**What is being asked**
Copy the full set of lines exactly as given.

________________________________________

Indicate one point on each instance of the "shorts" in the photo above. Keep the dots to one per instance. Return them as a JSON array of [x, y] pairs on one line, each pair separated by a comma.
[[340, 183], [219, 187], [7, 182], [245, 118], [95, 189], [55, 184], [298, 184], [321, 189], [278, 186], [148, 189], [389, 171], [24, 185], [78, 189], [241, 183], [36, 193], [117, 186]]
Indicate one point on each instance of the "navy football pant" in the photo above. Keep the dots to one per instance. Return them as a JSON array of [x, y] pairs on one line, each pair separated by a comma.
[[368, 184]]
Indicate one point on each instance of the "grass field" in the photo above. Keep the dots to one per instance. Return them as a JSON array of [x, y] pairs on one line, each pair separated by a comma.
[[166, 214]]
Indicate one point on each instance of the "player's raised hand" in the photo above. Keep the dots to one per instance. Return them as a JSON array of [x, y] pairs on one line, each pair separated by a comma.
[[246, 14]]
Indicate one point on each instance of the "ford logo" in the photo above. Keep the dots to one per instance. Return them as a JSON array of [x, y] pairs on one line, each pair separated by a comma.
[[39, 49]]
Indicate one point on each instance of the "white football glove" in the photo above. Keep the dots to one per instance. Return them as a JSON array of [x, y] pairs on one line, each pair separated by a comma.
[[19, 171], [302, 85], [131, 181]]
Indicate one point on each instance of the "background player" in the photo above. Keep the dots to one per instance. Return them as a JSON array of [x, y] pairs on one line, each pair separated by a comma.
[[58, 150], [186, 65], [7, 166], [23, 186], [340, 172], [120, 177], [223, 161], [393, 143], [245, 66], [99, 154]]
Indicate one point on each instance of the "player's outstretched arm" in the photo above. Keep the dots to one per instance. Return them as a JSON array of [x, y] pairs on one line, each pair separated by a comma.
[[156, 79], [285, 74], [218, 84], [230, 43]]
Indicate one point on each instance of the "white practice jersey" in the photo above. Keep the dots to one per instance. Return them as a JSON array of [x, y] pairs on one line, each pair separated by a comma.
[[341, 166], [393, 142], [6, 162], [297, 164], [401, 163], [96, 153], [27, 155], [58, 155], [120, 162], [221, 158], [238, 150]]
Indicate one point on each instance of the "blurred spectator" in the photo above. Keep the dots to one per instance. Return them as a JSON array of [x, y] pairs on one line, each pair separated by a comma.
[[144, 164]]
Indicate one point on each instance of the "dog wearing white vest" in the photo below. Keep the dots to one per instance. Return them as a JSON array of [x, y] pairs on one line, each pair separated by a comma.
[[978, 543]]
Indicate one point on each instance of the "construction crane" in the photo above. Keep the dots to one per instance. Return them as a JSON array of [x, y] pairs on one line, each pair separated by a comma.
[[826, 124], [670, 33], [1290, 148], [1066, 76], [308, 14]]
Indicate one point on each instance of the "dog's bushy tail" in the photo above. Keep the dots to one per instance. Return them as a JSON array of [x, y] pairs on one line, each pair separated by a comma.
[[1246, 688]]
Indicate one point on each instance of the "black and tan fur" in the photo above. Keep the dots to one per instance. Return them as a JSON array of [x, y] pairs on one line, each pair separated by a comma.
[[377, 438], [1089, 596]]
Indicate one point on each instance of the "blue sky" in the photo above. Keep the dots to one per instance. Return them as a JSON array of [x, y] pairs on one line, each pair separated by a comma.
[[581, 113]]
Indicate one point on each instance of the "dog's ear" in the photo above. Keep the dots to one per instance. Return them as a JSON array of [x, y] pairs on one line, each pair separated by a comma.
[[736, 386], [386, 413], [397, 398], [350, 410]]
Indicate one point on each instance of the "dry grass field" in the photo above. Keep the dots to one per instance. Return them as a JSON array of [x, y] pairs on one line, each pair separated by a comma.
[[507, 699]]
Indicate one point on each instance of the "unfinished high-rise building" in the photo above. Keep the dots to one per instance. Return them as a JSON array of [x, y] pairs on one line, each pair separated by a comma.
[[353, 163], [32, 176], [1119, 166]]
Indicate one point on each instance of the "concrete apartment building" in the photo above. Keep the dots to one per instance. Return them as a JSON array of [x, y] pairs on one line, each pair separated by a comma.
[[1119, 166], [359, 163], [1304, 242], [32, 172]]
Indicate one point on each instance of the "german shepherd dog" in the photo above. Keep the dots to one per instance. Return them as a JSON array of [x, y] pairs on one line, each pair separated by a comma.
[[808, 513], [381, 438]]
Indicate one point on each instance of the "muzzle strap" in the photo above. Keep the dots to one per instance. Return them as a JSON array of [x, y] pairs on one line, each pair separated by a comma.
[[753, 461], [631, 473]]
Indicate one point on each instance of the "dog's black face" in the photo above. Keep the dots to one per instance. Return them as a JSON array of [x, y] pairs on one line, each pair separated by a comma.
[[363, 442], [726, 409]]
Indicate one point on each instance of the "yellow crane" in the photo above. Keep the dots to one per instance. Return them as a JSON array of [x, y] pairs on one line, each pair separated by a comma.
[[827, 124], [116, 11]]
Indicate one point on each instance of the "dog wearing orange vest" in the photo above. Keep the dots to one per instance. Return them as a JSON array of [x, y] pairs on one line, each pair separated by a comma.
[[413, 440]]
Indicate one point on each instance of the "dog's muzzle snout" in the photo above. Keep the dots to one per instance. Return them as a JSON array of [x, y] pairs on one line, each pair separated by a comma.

________________________________________

**Exercise answer**
Indicate one point on each instance of the "shorts" in the photo above. Keep the dots to one per instance. Return them as a JSON array of [x, y] pairs on one line, each pair separated by a comma.
[[340, 183], [219, 187], [7, 182], [245, 118], [95, 189], [55, 184], [298, 184], [321, 189], [278, 186], [148, 189], [389, 171], [24, 185], [78, 189], [241, 183], [36, 193], [117, 186]]
Indicate one point on each instance of the "navy football pant" in the photo above. Keep the dots to one per instance. Return them as a JSON array of [x, y] pairs on one line, each pair separated by a comma.
[[368, 184]]
Indicate one point on each instance of the "grass field" in the photo above. Keep the dots to one per instance. Return them as a JSON array of [x, y] pairs on one line, each pair separated by a comma.
[[166, 214]]
Indicate one point on each instance of the "player's raised hand" in the photo above. Keep the dots to one per instance. Return them as a JSON array of [x, y] pairs on one line, each pair separated by a comma.
[[246, 14]]
Indicate one point on each instance of the "ford logo" in the photo above. Keep the dots to one per instance. Return them as a JSON array of [x, y] pairs on one line, each pair separated by a comma.
[[39, 49]]
Indicate one point on each instance of the "white football glove" in the photo above. Keep the dots to one per instance. Return them as a JSON array of [x, y] pairs on one line, each pair separated by a comma.
[[19, 171], [302, 85], [131, 181]]
Indicate one point on each instance of the "background player" in the photo above. Keep the dots to one per instance. Return them as a JSON array of [x, y] pairs on one line, each pair separated by a comma.
[[58, 150], [186, 65], [7, 166], [23, 186], [340, 172], [120, 177], [223, 161], [393, 143], [245, 66], [99, 154]]
Indicate one point on each instance of the "player's outstretched arm" in the photo above. Keep the dots to one per instance. Return them as a JSON array of [x, y] pairs on one line, each pair separated by a comma.
[[156, 79], [285, 74], [218, 84], [230, 43]]
Indicate one point on each instance of the "white practice jersey" in the photo above. Keep the dots to one per instance. Return them as a JSON array of [x, y] pairs on one line, each pair separated by a comma.
[[341, 166], [393, 142], [6, 162], [297, 164], [401, 163], [96, 153], [27, 155], [58, 155], [120, 162], [221, 158], [238, 150]]
Indicate one point on each instance of the "blurred spectator" in the photo above. Keep the dots to one per instance. Return them as a JSON array of [x, y] pairs on one line, each pair separated by a comma.
[[144, 164]]
Indicate one point on each instance of the "dog wearing white vest" in the photo below. Keep the dots to one per instance. Return them as a JSON array of [x, y] pairs on one line, each pair separated by a comma.
[[978, 543]]
Indicate one point on each instance of the "construction crane" in the photo above. Keep the dots to one per instance. Return them as a JSON array of [x, y] pairs on one line, each pair separated by a comma.
[[826, 124], [670, 33], [1290, 148], [1066, 76], [308, 14]]
Indicate one point on each instance of the "dog's bushy tail" in the photo above. Keep the dots to one per instance. Return them as a JSON array of [x, y] pairs on one line, each pair separated by a comma.
[[1246, 688]]
Indicate one point on each instance of the "black and tan fur" in the photo above. Keep the dots to one per instance. Return them as a JSON array of [x, y] pairs on one line, each pair separated by a comma.
[[377, 438], [1089, 596]]
Indicate one point on each instance of the "blue sky" in the photo above. Keep the dots to one per instance. Return them as a JSON array of [x, y] pairs on one line, each pair separated by a comma.
[[581, 113]]
Indicate one point on each instance of the "dog's ear" in the photo above. Keep the dots to one per instance. Return them as a JSON array of [x, y] pairs on one line, each pair separated by a comma.
[[736, 386], [386, 413], [397, 398], [350, 410]]
Indicate one point on each instance of the "dry grass field" in the photo above. Keep the dots to one per instance. Return them as a JSON array of [x, y] pairs on one line, each pair separated by a comma.
[[507, 699]]
Indicate one point on each instance of the "unfinished high-rise building" in the photo above. Keep the dots to one per instance. Return them as a JSON array of [x, y] pairs on one line, each pair separated by a comma.
[[353, 163], [32, 176], [1119, 166]]
Indicate one point on each instance of the "concrete apartment building" in the photo above. Keep the dots to one per instance. Return them as a JSON array of [x, y] pairs on one line, each pair separated by a comma.
[[1119, 166], [359, 163], [1304, 242], [32, 172]]
Indicate one point on each instance of the "german shepherd dog" in the photo above. Keep the dots to one per instance. Return them as a JSON array of [x, y] pairs on one line, each pair separated by a comma.
[[808, 513], [381, 438]]
Indicate one point on each instance of the "muzzle strap" in the photo above. Keep the dots to one per instance. Return them as a JSON array of [x, y] pairs on one line, each pair separated by a comma.
[[753, 461], [631, 473]]
Indicate one point on each instance of the "dog's black face" in the photo above. Keep the dots to one per instance. Return them as a JSON array of [x, y] pairs on one line, each pair separated by a comma.
[[363, 442], [726, 409]]
Indicate one point on each instance of the "yellow crane" in the photo above. Keep the dots to one per instance. Return them as a JSON array of [x, y] pairs on one line, each pair separated by a comma.
[[827, 124], [116, 11]]
Indicate one point on each instance of the "dog wearing orange vest" in the photo above. Keep the dots to one per instance. Return them as a JSON array of [x, y] pairs on one line, each pair separated by a comma.
[[413, 440]]
Indicate one point on each instance of the "dog's muzzle snout" in the photo above. Keep the dots to one per instance. Return them as a JSON array of [x, y] pairs on one line, each pair separated by a comma.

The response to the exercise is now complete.